[Short task] Copy verbatim the span of lines beginning at the line that contains "short drawer -> trace every instance" and ending with the final line of the data. Exclude pictures from the copy.

(Picture region annotation data)
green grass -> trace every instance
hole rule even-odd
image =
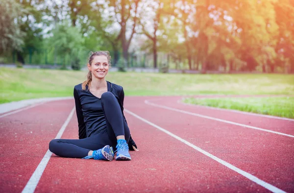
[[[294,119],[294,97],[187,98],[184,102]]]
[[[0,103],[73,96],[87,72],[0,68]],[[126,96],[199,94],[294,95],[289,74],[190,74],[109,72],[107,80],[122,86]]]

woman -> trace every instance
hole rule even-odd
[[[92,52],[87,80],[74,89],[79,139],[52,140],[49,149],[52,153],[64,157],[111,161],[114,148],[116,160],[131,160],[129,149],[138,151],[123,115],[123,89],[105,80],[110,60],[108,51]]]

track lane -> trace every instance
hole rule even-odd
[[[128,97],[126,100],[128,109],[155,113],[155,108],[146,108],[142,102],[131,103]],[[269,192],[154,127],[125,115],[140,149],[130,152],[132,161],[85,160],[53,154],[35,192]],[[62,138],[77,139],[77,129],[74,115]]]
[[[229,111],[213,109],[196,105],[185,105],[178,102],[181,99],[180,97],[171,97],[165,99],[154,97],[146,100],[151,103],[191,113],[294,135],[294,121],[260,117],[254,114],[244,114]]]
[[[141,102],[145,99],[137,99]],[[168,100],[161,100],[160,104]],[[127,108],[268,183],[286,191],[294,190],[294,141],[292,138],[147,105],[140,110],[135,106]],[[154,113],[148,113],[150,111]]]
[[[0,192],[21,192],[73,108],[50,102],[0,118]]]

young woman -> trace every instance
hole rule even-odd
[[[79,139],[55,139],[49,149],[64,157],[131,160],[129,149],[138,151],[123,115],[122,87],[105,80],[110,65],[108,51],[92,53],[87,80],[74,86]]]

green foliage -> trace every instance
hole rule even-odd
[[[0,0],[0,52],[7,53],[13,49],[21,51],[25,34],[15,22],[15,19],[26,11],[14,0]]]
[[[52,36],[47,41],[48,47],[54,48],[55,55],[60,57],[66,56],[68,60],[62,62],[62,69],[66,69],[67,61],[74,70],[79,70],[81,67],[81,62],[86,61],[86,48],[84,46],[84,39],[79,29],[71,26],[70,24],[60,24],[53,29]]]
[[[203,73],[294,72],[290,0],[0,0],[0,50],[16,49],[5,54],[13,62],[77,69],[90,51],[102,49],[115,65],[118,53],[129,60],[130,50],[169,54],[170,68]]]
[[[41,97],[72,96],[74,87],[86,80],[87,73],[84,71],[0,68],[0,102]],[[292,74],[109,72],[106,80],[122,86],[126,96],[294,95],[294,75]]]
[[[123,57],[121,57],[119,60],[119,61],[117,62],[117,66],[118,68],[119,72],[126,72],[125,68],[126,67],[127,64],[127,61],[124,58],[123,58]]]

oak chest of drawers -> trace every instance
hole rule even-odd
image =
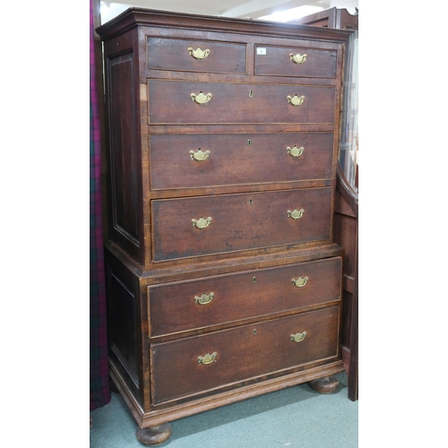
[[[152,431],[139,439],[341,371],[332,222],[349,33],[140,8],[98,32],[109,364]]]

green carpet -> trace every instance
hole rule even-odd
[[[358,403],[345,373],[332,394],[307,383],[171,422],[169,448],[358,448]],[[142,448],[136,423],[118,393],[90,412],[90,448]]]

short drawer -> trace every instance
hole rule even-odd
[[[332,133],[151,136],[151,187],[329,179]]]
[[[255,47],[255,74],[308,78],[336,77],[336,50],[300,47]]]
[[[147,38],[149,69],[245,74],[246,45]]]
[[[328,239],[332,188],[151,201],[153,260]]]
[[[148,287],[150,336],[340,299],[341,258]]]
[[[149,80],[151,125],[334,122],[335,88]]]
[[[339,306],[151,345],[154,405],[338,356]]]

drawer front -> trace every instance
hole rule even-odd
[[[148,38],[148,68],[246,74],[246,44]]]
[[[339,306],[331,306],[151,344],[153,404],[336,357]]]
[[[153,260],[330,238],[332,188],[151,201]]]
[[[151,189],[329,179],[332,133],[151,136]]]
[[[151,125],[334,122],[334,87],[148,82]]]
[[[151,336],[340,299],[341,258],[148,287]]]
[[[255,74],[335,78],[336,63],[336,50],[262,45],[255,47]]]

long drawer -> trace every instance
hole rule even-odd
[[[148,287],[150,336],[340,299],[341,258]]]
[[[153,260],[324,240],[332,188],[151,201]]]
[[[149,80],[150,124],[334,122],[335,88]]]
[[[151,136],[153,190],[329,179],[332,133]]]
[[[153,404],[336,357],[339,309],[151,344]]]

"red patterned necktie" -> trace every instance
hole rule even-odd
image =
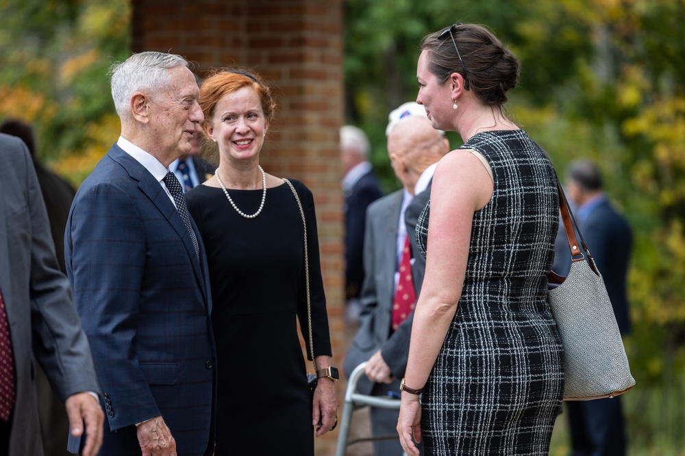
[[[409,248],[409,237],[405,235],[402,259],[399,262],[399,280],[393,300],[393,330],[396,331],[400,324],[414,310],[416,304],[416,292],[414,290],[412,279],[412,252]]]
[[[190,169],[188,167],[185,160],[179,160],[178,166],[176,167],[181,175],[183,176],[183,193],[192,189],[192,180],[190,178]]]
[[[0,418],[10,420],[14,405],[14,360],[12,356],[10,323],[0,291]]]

[Exercise solution]
short drawer -> trace every instance
hole rule even-odd
[[[332,133],[151,136],[151,187],[329,179]]]
[[[255,47],[255,74],[308,78],[336,77],[336,50],[300,47]]]
[[[147,38],[149,69],[245,74],[246,45]]]
[[[328,239],[332,188],[151,201],[153,260]]]
[[[148,287],[150,336],[340,299],[341,258]]]
[[[149,80],[151,125],[334,122],[335,88]]]
[[[339,306],[151,345],[154,405],[338,356]]]

drawer front -> trace every instance
hole rule even-odd
[[[148,38],[148,68],[246,74],[246,44]]]
[[[339,306],[331,306],[151,344],[153,404],[336,357]]]
[[[153,260],[330,238],[332,188],[151,201]]]
[[[151,189],[329,179],[332,133],[151,136]]]
[[[151,125],[334,122],[334,87],[148,82]]]
[[[151,336],[340,299],[341,258],[148,287]]]
[[[255,74],[335,78],[336,63],[336,50],[262,45],[255,47]]]

long drawer -> trace every instance
hole rule even-odd
[[[148,287],[150,336],[340,299],[341,258]]]
[[[153,260],[324,240],[332,188],[151,201]]]
[[[149,80],[150,124],[334,122],[335,88]]]
[[[151,136],[153,190],[329,179],[332,133]]]
[[[153,404],[336,357],[339,309],[151,344]]]

"red patterned necktie" -> trace every instance
hole rule even-odd
image =
[[[409,248],[409,237],[405,235],[402,259],[399,262],[399,280],[393,300],[393,330],[396,331],[400,324],[414,310],[416,304],[416,292],[414,290],[412,279],[412,252]]]
[[[190,169],[188,167],[185,160],[179,160],[178,166],[176,167],[181,175],[183,176],[183,193],[192,189],[192,180],[190,178]]]
[[[0,418],[10,420],[14,405],[14,360],[12,356],[10,323],[0,291]]]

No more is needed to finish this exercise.